What you are asked to do
Search the entries below for "pillar" and copy each matching line.

Dataset entries:
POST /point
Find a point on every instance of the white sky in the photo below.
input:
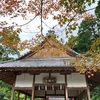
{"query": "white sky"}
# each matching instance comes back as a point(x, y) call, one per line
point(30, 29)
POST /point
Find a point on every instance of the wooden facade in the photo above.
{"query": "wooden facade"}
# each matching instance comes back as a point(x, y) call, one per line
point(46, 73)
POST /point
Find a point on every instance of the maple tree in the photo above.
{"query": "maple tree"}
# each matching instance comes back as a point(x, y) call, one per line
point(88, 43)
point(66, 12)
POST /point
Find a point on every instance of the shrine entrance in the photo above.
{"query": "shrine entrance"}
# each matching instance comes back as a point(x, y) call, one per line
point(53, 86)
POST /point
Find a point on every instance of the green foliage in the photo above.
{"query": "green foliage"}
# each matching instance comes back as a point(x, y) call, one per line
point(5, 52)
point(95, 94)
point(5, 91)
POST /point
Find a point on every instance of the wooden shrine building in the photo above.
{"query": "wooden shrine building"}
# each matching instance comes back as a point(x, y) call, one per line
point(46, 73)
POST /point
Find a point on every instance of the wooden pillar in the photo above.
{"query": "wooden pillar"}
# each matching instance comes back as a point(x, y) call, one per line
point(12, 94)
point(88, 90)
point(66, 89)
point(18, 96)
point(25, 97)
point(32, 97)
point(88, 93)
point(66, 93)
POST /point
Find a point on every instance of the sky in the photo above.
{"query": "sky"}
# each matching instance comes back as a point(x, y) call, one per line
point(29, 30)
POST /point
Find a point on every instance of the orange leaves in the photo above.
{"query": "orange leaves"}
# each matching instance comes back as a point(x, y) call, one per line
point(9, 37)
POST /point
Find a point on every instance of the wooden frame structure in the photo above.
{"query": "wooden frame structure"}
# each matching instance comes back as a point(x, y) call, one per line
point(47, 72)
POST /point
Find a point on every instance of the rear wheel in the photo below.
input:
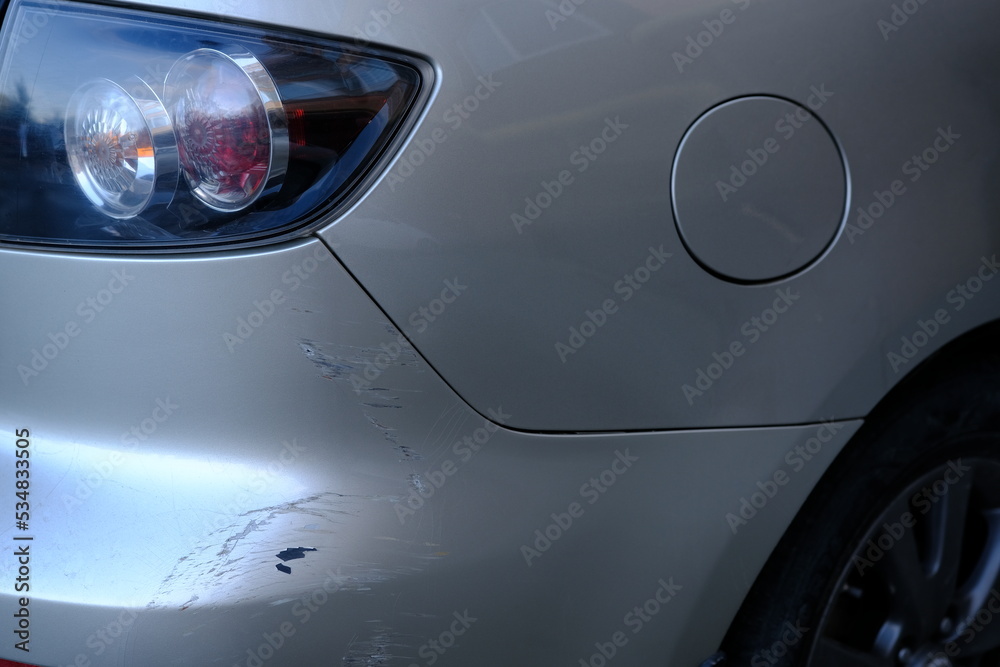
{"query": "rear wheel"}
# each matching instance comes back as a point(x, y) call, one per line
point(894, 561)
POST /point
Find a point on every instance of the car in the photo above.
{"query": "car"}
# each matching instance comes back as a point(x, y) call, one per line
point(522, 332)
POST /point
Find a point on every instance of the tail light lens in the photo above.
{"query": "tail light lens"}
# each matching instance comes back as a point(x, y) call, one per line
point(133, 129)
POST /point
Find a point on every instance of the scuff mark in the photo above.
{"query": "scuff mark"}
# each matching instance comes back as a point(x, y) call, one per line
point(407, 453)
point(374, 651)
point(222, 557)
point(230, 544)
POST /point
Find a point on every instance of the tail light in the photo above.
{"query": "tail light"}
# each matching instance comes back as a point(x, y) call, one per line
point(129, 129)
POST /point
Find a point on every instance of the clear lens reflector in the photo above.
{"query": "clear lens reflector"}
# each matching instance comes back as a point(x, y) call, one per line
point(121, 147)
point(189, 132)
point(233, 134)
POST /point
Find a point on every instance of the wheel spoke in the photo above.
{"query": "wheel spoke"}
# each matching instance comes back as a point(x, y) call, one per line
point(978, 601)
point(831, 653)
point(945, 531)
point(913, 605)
--
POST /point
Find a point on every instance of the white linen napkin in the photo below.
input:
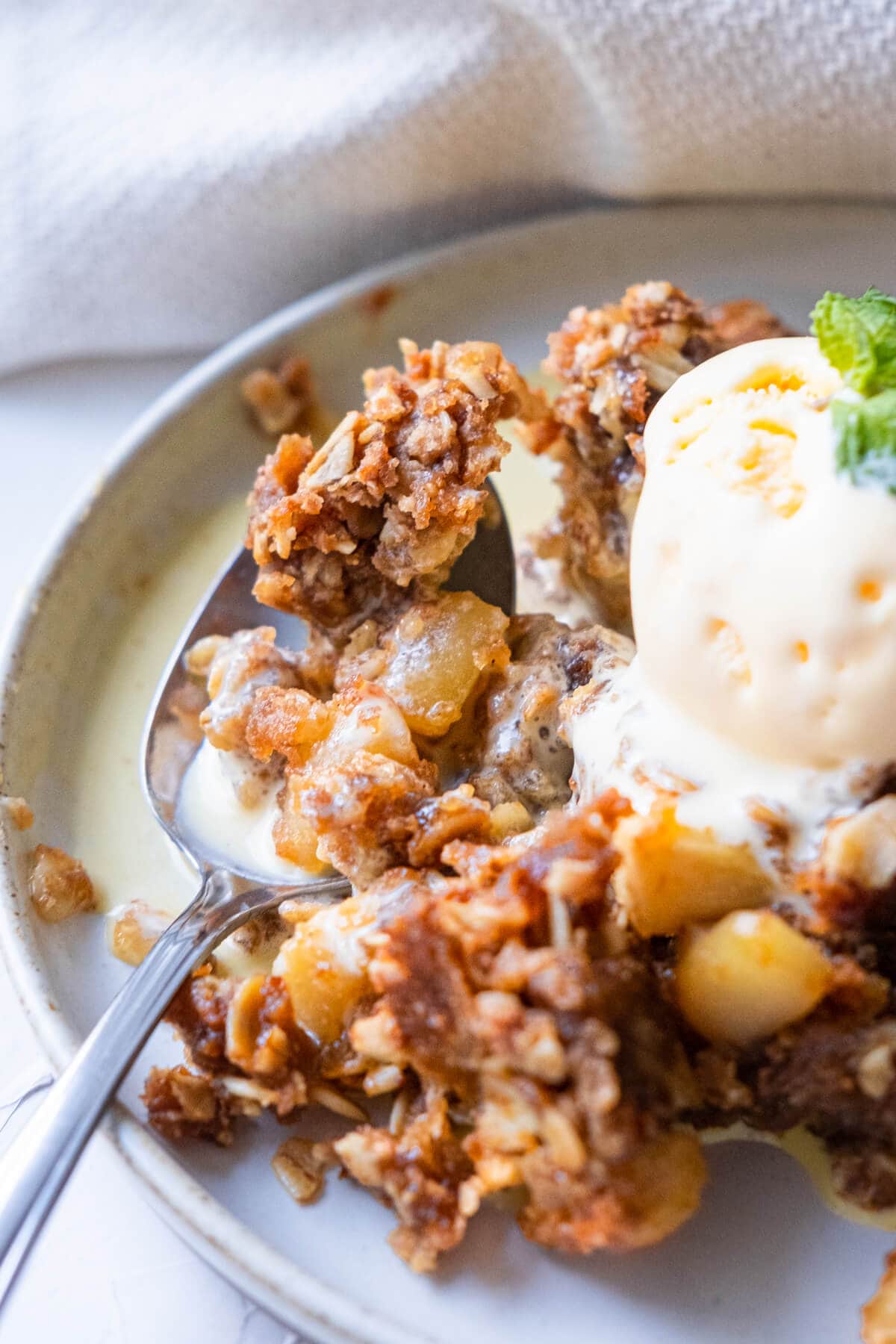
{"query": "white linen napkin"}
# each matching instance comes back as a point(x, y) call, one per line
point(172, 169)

Answer box
Find a point on every instance of the wooden pillar in the photo above.
{"query": "wooden pillar"}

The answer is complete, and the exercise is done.